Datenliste
========================================================================
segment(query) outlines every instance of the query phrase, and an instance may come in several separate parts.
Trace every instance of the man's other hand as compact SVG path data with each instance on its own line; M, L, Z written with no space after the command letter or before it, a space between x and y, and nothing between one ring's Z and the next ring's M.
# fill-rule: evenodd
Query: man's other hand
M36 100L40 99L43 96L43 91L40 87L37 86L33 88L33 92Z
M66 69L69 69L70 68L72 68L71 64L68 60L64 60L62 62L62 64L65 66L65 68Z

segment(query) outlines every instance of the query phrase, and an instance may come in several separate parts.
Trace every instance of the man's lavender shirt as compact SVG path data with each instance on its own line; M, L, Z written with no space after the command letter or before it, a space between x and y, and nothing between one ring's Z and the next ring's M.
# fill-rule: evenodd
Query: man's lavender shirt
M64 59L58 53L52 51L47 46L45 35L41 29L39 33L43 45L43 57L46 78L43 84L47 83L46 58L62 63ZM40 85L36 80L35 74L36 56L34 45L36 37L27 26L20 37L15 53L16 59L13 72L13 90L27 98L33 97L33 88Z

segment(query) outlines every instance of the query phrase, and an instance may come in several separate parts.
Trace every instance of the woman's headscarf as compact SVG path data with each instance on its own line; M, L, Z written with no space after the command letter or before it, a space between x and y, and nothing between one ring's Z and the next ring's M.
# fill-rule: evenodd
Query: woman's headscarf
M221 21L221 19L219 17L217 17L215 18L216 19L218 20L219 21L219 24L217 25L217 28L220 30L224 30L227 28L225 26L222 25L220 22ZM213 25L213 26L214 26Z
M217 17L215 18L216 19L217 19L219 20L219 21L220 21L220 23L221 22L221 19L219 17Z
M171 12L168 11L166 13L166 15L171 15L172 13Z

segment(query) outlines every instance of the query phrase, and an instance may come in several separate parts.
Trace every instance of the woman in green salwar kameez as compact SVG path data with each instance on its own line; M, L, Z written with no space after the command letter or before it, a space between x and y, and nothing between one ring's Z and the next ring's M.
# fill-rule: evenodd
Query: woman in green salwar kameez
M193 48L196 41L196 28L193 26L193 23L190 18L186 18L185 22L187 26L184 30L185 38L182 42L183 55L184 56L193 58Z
========================================================================
**ZIEL DER ÜBUNG:**
Schreiben Sie sämtliche Einträge oben Zeile für Zeile ohne jede Änderung ab.

**ANTWORT ZUR ÜBUNG:**
segment(query) outlines every instance of the query phrase, and an instance may come in several separate parts.
Trace every instance of the man's other hand as compact SVG path data with each instance on its own line; M, L, Z written with no space after the command letter or before it, a space between x and y, and nothing between one ring's Z and the next ring's M.
# fill-rule: evenodd
Query: man's other hand
M36 100L40 99L43 96L43 91L40 87L37 86L33 88L33 92Z
M66 69L69 69L70 68L72 68L71 64L68 60L64 60L62 62L62 64L65 66L65 68Z

segment(query) outlines every instance of the query phrase, and an instance may come in several separate parts.
Trace every instance of the man's lavender shirt as compact SVG path data with each instance on its own line; M, L, Z written with no space after the command letter or before it, a space between x and y, and nothing between one ring's Z and the next ring's M.
# fill-rule: evenodd
Query: man's lavender shirt
M64 59L58 53L52 51L47 46L45 35L41 29L39 33L43 45L43 57L46 78L43 84L47 83L46 58L62 63ZM40 85L36 80L35 74L36 56L34 45L36 37L27 26L20 37L15 53L16 59L13 72L13 90L27 98L33 97L33 88Z

segment(query) outlines every instance of the query phrase, and an instance may come in several separate parts.
Trace every instance of the woman's headscarf as compact SVG path data with each instance on its own line; M, L, Z written with no space after the command letter or before it, a space between x and y, and nothing between one ring's Z and the next ring's M.
# fill-rule: evenodd
Query: woman's headscarf
M221 21L221 19L219 17L217 17L215 18L216 19L218 20L219 21L219 24L217 25L217 28L220 30L224 30L227 28L225 26L222 25L220 22ZM213 25L213 26L214 26Z
M217 17L215 18L216 19L217 19L219 20L219 21L220 21L220 23L221 22L221 19L219 17Z
M171 12L168 11L166 13L166 15L171 15L172 13Z

segment(query) outlines every instance of the query phrase, and an instance may come in several separate parts.
Trace every instance of the woman in green salwar kameez as compact SVG path data with each instance on its own line; M, L, Z written with no space after the command letter or before it, a space between x and y, and nothing between one ring's Z and the next ring's M.
# fill-rule: evenodd
Query: woman in green salwar kameez
M193 48L196 41L196 28L193 26L193 23L190 18L186 18L185 22L187 26L184 30L185 38L182 42L183 55L184 56L193 58Z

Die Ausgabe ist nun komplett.